[Image outline entries]
---+---
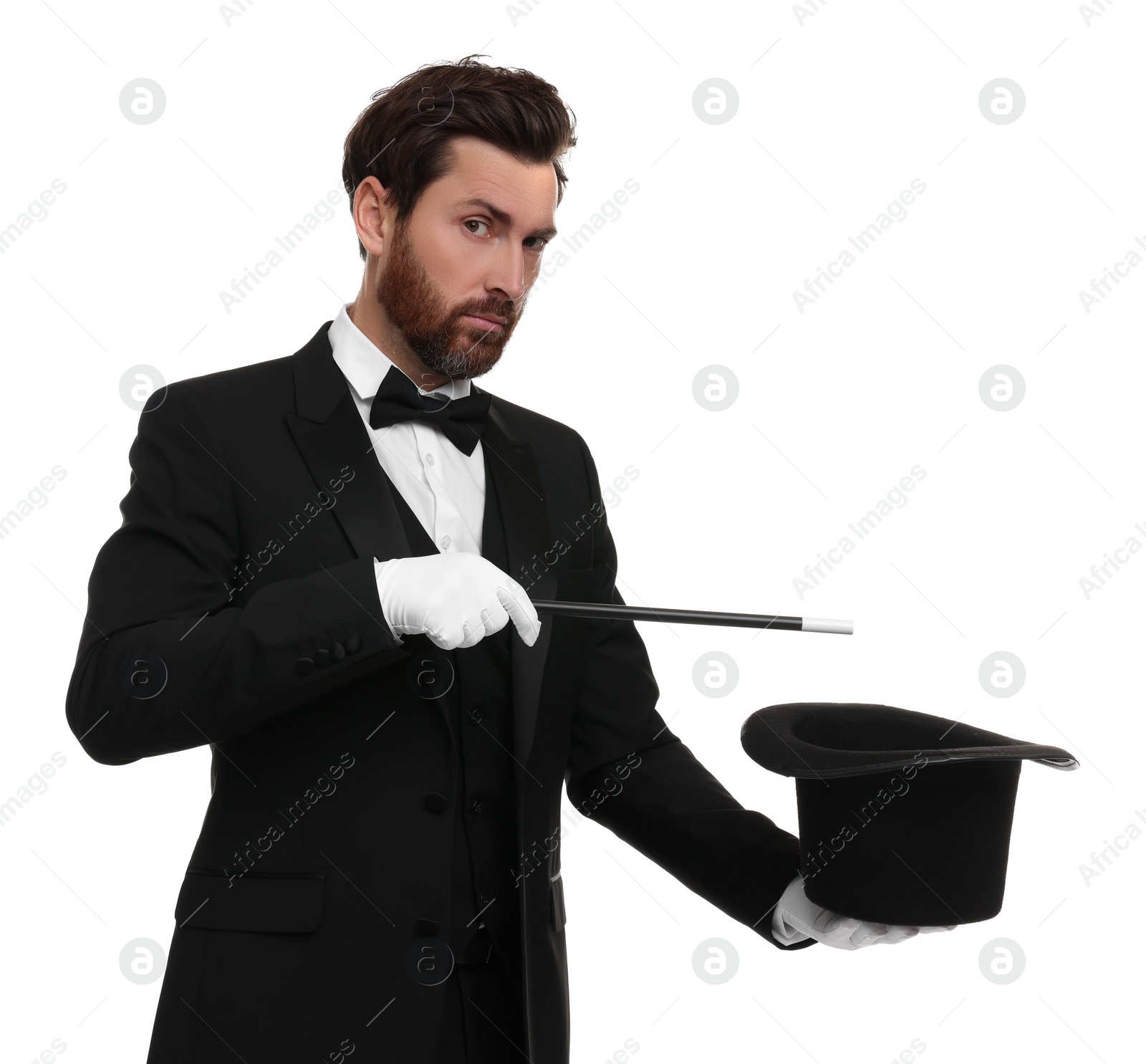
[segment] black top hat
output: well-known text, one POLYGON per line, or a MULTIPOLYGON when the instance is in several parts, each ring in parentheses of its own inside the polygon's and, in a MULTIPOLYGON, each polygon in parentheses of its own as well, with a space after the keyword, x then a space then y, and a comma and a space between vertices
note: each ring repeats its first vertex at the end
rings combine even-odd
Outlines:
POLYGON ((808 898, 845 916, 917 926, 995 916, 1022 762, 1078 767, 1058 746, 842 702, 758 710, 740 743, 764 768, 795 777, 808 898))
---+---
§ GOAL OF THE EXERCISE: Update the text of every entry by swapping "Outlines" for "Shapes" and leaving everything else as it is. Skip the pictures in your answer.

§ WORKED ANSWER:
[segment] black top hat
output: well-known text, one POLYGON per line, or a MULTIPOLYGON when the instance is in several parts, each ring in parentheses of its own inside the polygon's and, in a MULTIPOLYGON, each polygon in parentheses of its own as well, with a space after the keyword, x then a space then y, and a comma and a space between vertices
note: each ring repeats its first vertex at the end
rings combine even-odd
Shapes:
POLYGON ((808 898, 845 916, 917 926, 995 916, 1022 762, 1078 767, 1058 746, 842 702, 758 710, 740 743, 764 768, 795 777, 808 898))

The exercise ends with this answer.